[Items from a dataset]
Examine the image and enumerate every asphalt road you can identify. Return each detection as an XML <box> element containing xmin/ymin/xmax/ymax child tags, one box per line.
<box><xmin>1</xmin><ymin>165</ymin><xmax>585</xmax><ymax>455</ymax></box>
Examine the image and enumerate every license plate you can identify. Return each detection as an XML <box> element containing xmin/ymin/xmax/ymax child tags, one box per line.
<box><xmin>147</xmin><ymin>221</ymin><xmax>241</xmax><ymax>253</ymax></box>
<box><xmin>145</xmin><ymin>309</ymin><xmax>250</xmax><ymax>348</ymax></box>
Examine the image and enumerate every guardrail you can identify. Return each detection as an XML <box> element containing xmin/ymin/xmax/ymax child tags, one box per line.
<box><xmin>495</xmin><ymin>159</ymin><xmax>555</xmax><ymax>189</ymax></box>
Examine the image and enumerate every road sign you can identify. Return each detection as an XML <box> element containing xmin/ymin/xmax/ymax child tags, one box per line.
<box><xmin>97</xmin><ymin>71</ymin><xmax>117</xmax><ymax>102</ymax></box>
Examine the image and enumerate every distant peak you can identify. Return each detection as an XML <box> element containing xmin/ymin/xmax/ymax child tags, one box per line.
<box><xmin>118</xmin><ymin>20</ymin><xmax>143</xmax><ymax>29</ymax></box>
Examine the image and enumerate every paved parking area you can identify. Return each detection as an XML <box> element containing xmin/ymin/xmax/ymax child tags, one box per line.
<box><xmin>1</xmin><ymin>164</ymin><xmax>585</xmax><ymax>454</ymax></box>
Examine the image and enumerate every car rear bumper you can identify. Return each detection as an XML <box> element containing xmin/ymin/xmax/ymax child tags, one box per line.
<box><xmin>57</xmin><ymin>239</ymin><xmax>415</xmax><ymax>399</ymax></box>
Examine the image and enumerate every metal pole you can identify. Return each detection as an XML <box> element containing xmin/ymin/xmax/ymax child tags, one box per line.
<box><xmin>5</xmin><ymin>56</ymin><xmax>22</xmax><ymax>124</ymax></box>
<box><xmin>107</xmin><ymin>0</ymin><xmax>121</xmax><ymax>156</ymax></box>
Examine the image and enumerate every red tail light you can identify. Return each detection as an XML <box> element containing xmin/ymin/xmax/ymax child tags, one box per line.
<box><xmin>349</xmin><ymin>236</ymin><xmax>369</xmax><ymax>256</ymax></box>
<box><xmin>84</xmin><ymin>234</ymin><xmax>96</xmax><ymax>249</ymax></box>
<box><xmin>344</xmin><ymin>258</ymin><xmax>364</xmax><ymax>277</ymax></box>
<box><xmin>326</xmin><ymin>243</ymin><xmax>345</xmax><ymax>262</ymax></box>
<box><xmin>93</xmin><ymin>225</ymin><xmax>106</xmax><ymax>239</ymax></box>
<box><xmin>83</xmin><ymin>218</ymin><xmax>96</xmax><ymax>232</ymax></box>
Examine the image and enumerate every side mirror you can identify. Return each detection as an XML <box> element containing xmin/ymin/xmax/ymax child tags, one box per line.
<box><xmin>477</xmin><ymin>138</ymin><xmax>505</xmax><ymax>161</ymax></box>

# WHAT YOU ARE ASKED TO DO
Return every record exactly as it was given.

# SOLVED EXERCISE
Examine the image and enumerate every asphalt road you can identify. Return each detection as an XML <box> element containing xmin/ymin/xmax/ymax child tags, one box per line.
<box><xmin>1</xmin><ymin>165</ymin><xmax>585</xmax><ymax>455</ymax></box>
Examine the image and enumerate every license plate you can identify. Return each detection as an XML <box> element containing xmin/ymin/xmax/ymax child tags, one box per line.
<box><xmin>147</xmin><ymin>221</ymin><xmax>241</xmax><ymax>253</ymax></box>
<box><xmin>145</xmin><ymin>309</ymin><xmax>250</xmax><ymax>348</ymax></box>
Examine the image and enumerate every guardrail you can identify. Return each detection as an XML <box> element containing xmin/ymin/xmax/ymax child tags, one box per line.
<box><xmin>495</xmin><ymin>159</ymin><xmax>555</xmax><ymax>189</ymax></box>
Examine the image and enumerate every road sign you can identify. Return each detection as an XML <box> element containing xmin/ymin/xmax/ymax child tags, one box per line.
<box><xmin>97</xmin><ymin>71</ymin><xmax>117</xmax><ymax>102</ymax></box>
Examine the image and enumerate every distant peak you can identify. Return each detection as an XML <box> element containing xmin/ymin/xmax/ymax child tags, one box per line.
<box><xmin>118</xmin><ymin>20</ymin><xmax>143</xmax><ymax>29</ymax></box>
Examine the image and enumerate every paved parking area you can identify. Return each detection as an XML <box> element containing xmin/ymin/xmax/ymax child tags, one box per line.
<box><xmin>1</xmin><ymin>164</ymin><xmax>585</xmax><ymax>454</ymax></box>
Examine the image and enumerate every car rear bumper you can identify. Return each detection as an XML <box> element containing xmin/ymin/xmax/ymax child tags, one box per line.
<box><xmin>57</xmin><ymin>239</ymin><xmax>415</xmax><ymax>399</ymax></box>
Examine the image and enumerate every metal pole you can identify. Return each detection as an XML <box> element containing xmin/ymin/xmax/ymax child tags, one box per line.
<box><xmin>5</xmin><ymin>56</ymin><xmax>22</xmax><ymax>124</ymax></box>
<box><xmin>107</xmin><ymin>0</ymin><xmax>121</xmax><ymax>156</ymax></box>
Examine the image and enumerate every red tail light you can identify. Return each detection as an XML <box> element containing xmin/ymin/xmax/ymax child tags, one box per line.
<box><xmin>349</xmin><ymin>236</ymin><xmax>369</xmax><ymax>256</ymax></box>
<box><xmin>84</xmin><ymin>234</ymin><xmax>96</xmax><ymax>249</ymax></box>
<box><xmin>344</xmin><ymin>258</ymin><xmax>364</xmax><ymax>277</ymax></box>
<box><xmin>326</xmin><ymin>243</ymin><xmax>345</xmax><ymax>262</ymax></box>
<box><xmin>93</xmin><ymin>225</ymin><xmax>106</xmax><ymax>239</ymax></box>
<box><xmin>83</xmin><ymin>218</ymin><xmax>96</xmax><ymax>232</ymax></box>
Examine the image and enumerate every side mirror you can identify. Return each detection as an XML <box> element containing xmin/ymin/xmax/ymax child tags, one box per line.
<box><xmin>477</xmin><ymin>138</ymin><xmax>505</xmax><ymax>161</ymax></box>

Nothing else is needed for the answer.